**EXCERPTED TEXT**
■ ■ ■ ■ ■

I remember the train track! It was a great pub when it opened...I think I still have a Phoenix sweatshirt somewhere - 'Phoenix my pint, I'll Firkin thump him'!
Ah, yes Penguin68, The Grove garden was the place to be in those halcyon summer days of the mid 70's. Sipping on your vodka and bitter lemon with your friends and hoping all the boys you knew would stroll in. *Sigh*
I checked the 1901 and 1911 census... In 1901 a Joseph R. Wood (in his eighties)a Rope Manufacturer, was living there with 2 single children Emily and John (both in their forties) and a servant - Annie Love. Joseph was born in Bethnal Green and his children were both born in Mile End. In 1911 it looks like it was a Dentist's Surgery: Harry Edward Heath Smedley 42 Unregistered Dentist Born: Liverpool Eleanor Smedley 48 wife James Stuart Gladstone Smedley son 18 Dentist Apprentice Norman Smedley son 16 Dentist Improver Clifford Lawson Smedley son 13 George Linnears Dallingers Smedley son 11 Lillian Eleanor Heath Smedley 8 Dorothy Nash Servant 17 ETA: In 1911 it states it was a 10 room house
My mum remembers Holdrons, she said it was definitely 'Selfridges of the south'. Also Ghinns, the wool and fabric shop, opposite where Marks and Spencer was.

■ ■ ■ ■ ■

**DATA SUPPLIED**

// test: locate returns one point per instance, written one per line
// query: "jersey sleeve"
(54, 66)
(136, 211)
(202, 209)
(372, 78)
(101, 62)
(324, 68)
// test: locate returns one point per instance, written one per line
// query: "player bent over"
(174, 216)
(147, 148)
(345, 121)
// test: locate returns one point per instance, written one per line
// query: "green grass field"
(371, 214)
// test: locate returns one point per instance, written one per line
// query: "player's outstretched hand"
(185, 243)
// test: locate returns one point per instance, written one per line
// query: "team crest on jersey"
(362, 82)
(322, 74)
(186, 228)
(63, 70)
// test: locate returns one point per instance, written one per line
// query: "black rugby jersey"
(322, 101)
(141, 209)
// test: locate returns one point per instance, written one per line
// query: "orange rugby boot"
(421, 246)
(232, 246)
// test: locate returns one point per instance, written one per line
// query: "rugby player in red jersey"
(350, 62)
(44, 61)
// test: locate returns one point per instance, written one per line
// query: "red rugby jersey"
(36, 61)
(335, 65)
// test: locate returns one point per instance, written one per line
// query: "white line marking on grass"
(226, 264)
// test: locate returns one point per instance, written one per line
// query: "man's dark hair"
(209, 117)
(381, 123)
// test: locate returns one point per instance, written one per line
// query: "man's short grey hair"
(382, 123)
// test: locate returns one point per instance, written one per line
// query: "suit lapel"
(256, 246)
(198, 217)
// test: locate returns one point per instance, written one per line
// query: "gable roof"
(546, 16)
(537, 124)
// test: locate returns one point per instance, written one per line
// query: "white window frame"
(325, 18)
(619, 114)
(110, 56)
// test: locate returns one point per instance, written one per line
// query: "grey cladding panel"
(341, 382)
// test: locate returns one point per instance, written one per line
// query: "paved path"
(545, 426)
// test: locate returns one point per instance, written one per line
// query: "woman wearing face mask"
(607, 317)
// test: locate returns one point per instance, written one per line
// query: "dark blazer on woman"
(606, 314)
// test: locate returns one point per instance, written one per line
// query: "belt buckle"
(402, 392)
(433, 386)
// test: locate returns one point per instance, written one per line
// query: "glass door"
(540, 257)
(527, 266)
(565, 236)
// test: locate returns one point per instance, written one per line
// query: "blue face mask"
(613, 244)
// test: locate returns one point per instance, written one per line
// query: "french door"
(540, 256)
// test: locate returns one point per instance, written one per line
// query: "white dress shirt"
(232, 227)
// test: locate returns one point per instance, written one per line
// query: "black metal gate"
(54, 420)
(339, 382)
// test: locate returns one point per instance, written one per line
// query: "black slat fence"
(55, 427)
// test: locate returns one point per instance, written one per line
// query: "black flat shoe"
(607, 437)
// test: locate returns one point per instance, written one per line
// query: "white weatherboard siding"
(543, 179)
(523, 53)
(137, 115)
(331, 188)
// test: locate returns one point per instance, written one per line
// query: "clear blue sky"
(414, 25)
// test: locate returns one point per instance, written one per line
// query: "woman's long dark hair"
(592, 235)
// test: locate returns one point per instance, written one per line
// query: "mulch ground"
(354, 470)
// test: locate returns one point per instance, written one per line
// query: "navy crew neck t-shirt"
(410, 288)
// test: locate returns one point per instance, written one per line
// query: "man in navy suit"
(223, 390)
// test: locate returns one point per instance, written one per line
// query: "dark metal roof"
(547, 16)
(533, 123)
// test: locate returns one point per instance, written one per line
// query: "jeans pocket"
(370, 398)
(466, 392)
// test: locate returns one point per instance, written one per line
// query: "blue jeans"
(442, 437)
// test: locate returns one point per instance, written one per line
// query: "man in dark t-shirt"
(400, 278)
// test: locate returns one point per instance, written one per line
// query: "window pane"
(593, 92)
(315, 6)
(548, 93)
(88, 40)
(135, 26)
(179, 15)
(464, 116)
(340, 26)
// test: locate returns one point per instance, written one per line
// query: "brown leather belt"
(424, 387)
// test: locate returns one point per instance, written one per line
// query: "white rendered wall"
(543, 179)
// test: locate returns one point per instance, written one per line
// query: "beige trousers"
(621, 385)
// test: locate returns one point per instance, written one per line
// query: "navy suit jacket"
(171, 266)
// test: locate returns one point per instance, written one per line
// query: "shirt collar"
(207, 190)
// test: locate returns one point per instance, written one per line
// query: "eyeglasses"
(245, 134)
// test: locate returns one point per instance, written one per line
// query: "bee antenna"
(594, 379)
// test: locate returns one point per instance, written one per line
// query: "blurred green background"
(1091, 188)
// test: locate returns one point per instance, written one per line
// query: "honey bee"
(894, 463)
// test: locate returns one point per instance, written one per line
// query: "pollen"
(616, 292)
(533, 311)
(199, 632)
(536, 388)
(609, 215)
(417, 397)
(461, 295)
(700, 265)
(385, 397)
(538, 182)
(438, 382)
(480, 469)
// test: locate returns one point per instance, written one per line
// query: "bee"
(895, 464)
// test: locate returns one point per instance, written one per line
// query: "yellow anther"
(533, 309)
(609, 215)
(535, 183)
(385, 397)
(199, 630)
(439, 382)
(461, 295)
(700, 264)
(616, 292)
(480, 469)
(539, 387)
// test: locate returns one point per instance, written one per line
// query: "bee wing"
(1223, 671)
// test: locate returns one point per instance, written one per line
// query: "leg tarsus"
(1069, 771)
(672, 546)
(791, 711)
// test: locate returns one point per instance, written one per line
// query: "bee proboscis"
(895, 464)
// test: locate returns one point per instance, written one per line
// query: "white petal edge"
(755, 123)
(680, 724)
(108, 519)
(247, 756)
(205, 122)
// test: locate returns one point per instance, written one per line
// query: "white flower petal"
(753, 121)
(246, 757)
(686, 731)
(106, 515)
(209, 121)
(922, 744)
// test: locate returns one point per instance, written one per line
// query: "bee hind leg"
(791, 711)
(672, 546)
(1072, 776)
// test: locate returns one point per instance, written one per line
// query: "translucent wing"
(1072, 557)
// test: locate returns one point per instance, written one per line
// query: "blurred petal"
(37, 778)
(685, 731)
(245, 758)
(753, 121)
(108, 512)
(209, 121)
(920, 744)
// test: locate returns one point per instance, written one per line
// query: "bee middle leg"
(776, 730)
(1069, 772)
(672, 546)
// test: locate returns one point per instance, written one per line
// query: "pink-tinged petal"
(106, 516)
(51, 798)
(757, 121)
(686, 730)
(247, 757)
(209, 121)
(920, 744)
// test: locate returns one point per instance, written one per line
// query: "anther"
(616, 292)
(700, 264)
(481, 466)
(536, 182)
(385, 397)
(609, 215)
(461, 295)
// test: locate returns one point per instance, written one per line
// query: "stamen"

■ ■ ■ ■ ■

Copy out the neighborhood memories posts from the top of the page word for word, in full.

I remember the train track! It was a great pub when it opened...I think I still have a Phoenix sweatshirt somewhere - 'Phoenix my pint, I'll Firkin thump him'!
Ah, yes Penguin68, The Grove garden was the place to be in those halcyon summer days of the mid 70's. Sipping on your vodka and bitter lemon with your friends and hoping all the boys you knew would stroll in. *Sigh*
I checked the 1901 and 1911 census... In 1901 a Joseph R. Wood (in his eighties)a Rope Manufacturer, was living there with 2 single children Emily and John (both in their forties) and a servant - Annie Love. Joseph was born in Bethnal Green and his children were both born in Mile End. In 1911 it looks like it was a Dentist's Surgery: Harry Edward Heath Smedley 42 Unregistered Dentist Born: Liverpool Eleanor Smedley 48 wife James Stuart Gladstone Smedley son 18 Dentist Apprentice Norman Smedley son 16 Dentist Improver Clifford Lawson Smedley son 13 George Linnears Dallingers Smedley son 11 Lillian Eleanor Heath Smedley 8 Dorothy Nash Servant 17 ETA: In 1911 it states it was a 10 room house
My mum remembers Holdrons, she said it was definitely 'Selfridges of the south'. Also Ghinns, the wool and fabric shop, opposite where Marks and Spencer was.